_Your goal_: Please list every line in the items below that contains the word "kitchen". Copy each such line in full.

┌──

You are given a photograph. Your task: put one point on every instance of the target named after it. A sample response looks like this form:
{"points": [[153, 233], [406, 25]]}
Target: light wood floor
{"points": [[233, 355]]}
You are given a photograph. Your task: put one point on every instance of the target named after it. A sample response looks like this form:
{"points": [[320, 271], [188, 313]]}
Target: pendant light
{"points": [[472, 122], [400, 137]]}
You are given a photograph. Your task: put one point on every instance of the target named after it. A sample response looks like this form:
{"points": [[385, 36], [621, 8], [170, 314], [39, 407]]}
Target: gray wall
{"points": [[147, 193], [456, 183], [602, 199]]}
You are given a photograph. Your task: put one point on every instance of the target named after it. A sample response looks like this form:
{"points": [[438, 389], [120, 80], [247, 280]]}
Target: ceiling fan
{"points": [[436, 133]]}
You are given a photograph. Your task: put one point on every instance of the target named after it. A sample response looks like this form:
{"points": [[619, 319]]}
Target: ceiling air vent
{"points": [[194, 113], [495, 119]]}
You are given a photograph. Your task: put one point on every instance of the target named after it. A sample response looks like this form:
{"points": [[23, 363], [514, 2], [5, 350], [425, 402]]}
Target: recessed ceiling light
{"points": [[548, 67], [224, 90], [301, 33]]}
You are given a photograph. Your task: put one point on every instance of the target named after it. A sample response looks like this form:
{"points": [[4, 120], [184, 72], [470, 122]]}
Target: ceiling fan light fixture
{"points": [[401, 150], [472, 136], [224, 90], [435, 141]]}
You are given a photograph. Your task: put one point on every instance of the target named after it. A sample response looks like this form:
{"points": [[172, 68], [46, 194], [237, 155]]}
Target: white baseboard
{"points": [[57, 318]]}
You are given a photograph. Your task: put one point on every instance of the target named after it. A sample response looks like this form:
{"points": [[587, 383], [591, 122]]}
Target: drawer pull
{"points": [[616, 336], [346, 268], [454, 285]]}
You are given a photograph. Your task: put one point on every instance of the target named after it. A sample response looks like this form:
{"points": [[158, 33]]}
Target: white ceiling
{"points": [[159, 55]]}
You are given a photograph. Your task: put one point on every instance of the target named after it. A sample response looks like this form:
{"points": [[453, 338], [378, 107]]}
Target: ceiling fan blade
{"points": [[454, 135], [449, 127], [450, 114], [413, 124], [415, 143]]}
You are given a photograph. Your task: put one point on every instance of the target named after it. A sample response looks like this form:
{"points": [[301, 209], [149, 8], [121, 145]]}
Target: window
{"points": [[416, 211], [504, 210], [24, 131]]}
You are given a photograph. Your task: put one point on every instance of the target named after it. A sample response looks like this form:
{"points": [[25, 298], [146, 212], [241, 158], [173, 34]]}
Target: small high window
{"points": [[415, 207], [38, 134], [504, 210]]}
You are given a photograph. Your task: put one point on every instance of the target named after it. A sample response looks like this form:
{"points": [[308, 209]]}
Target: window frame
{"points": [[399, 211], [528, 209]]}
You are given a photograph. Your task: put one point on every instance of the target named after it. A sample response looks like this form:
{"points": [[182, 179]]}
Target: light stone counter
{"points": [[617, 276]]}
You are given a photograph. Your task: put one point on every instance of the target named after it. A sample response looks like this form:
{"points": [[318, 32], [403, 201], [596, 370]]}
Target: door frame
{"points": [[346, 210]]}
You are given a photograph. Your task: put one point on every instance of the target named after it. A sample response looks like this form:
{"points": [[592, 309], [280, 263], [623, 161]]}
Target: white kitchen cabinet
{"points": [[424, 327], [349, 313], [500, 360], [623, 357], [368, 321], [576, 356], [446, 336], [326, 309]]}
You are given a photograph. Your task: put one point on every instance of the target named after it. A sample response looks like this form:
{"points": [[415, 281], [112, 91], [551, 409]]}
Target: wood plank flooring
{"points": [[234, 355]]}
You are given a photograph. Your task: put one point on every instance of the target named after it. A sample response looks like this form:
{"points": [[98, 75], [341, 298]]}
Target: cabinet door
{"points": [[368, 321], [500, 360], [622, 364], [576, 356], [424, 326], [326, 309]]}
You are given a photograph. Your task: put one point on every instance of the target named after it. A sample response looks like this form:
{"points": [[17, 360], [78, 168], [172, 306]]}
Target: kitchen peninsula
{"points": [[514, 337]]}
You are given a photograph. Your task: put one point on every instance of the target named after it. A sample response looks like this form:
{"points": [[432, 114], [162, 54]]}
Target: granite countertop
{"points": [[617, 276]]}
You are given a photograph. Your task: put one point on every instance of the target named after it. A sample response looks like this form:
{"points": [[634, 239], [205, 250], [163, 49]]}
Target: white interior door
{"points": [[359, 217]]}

└──

_Answer for this exercise_:
Target: white kitchen cabinet
Target: kitchen peninsula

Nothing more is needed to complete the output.